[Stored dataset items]
────────────────────────────────────────

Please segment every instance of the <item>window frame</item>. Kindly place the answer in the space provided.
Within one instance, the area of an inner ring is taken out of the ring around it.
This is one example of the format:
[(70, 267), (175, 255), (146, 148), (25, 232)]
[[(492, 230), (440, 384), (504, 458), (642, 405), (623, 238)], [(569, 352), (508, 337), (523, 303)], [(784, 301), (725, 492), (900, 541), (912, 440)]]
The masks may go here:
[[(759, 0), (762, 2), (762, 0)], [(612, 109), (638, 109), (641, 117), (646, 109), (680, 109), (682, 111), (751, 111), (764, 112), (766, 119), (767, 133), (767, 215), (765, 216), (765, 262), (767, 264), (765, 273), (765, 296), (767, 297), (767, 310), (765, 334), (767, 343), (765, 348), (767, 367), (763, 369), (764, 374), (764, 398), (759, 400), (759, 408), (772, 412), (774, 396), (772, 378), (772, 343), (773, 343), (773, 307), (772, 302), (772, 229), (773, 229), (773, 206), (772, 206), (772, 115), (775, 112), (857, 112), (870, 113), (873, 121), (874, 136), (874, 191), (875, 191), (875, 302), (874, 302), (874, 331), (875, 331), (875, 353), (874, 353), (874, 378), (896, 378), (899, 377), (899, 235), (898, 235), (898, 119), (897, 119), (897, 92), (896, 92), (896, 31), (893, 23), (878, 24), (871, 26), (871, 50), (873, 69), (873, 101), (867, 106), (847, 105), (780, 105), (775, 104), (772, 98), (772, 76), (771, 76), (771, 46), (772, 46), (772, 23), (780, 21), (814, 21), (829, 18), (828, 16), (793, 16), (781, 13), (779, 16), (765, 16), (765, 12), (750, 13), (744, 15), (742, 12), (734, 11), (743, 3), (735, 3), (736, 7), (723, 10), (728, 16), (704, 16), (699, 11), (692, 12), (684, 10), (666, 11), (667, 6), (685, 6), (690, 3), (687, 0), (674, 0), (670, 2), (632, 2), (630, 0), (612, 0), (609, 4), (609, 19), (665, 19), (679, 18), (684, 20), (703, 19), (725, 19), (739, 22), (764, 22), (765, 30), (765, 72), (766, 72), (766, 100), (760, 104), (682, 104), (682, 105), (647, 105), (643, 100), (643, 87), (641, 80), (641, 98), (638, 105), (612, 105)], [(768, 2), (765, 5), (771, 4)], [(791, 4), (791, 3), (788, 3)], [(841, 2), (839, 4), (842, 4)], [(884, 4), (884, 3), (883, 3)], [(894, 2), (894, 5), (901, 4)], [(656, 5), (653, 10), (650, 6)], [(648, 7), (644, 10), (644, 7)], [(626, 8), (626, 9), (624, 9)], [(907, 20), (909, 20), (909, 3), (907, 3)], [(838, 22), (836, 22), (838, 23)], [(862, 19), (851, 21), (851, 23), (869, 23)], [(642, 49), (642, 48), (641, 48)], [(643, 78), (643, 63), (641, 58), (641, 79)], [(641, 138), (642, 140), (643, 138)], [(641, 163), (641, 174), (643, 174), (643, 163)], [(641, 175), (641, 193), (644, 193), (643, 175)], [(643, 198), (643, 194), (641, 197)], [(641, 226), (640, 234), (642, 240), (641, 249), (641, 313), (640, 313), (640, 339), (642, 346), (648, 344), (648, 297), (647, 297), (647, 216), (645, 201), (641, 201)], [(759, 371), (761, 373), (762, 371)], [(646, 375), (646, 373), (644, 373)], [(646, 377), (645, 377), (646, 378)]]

────────────────────────────────────────

| Directions |
The records must be given again in full, exactly as shown.

| Exercise result |
Please segment every instance of the <item>window frame</item>. Kindly place the answer in the space provided.
Within one instance, the area of an inner ring is taken out of the ring around it.
This is one example of the format:
[(70, 267), (175, 255), (146, 148), (25, 232)]
[[(492, 230), (440, 384), (504, 458), (642, 405), (623, 238)], [(569, 352), (508, 337), (523, 303)], [(784, 301), (725, 492), (900, 541), (912, 440)]]
The masks may go here:
[[(759, 0), (762, 2), (762, 0)], [(612, 109), (638, 109), (641, 117), (646, 109), (680, 109), (682, 111), (751, 111), (764, 112), (766, 119), (767, 133), (767, 215), (765, 216), (765, 262), (767, 264), (765, 273), (765, 296), (767, 297), (767, 310), (765, 334), (767, 343), (765, 348), (767, 367), (763, 369), (764, 374), (764, 398), (759, 400), (759, 408), (772, 412), (774, 396), (772, 378), (772, 343), (773, 343), (773, 307), (772, 302), (772, 229), (773, 229), (773, 206), (772, 206), (772, 115), (775, 112), (857, 112), (870, 113), (873, 121), (874, 136), (874, 191), (875, 191), (875, 302), (874, 302), (874, 331), (875, 331), (875, 353), (874, 353), (874, 378), (896, 378), (899, 377), (899, 235), (898, 235), (898, 119), (897, 119), (897, 92), (896, 92), (896, 31), (893, 23), (878, 24), (871, 26), (871, 50), (873, 69), (873, 101), (867, 106), (847, 105), (780, 105), (775, 104), (772, 98), (772, 76), (771, 76), (771, 46), (772, 46), (772, 23), (780, 21), (814, 21), (829, 18), (828, 16), (793, 16), (781, 13), (779, 16), (765, 16), (765, 12), (750, 13), (744, 15), (742, 12), (734, 11), (743, 3), (735, 3), (736, 7), (723, 10), (728, 16), (704, 16), (699, 11), (692, 12), (684, 10), (666, 11), (667, 6), (685, 6), (690, 3), (687, 0), (674, 0), (670, 2), (632, 2), (630, 0), (612, 0), (609, 4), (609, 19), (665, 19), (679, 18), (684, 20), (703, 19), (725, 19), (739, 22), (764, 22), (765, 30), (765, 72), (766, 72), (766, 100), (760, 104), (682, 104), (682, 105), (647, 105), (643, 100), (643, 87), (641, 80), (641, 98), (638, 105), (612, 105)], [(768, 2), (765, 5), (771, 4)], [(791, 4), (791, 3), (788, 3)], [(841, 2), (839, 4), (842, 4)], [(884, 4), (884, 3), (883, 3)], [(894, 2), (894, 5), (901, 4)], [(656, 5), (653, 10), (650, 6)], [(648, 7), (644, 10), (644, 7)], [(626, 8), (626, 9), (624, 9)], [(907, 20), (909, 20), (909, 3), (907, 3)], [(838, 22), (836, 22), (838, 23)], [(862, 19), (851, 21), (851, 23), (869, 23)], [(642, 49), (642, 48), (641, 48)], [(643, 78), (643, 63), (641, 58), (641, 79)], [(641, 138), (642, 140), (643, 138)], [(641, 163), (641, 174), (643, 174), (643, 163)], [(641, 175), (641, 193), (644, 193), (643, 175)], [(643, 198), (643, 194), (641, 197)], [(641, 226), (640, 234), (642, 240), (641, 249), (641, 313), (640, 313), (640, 339), (642, 346), (648, 344), (648, 297), (647, 297), (647, 216), (645, 201), (641, 201)], [(759, 371), (761, 373), (762, 371)], [(646, 375), (646, 373), (644, 373)], [(646, 377), (645, 377), (646, 378)]]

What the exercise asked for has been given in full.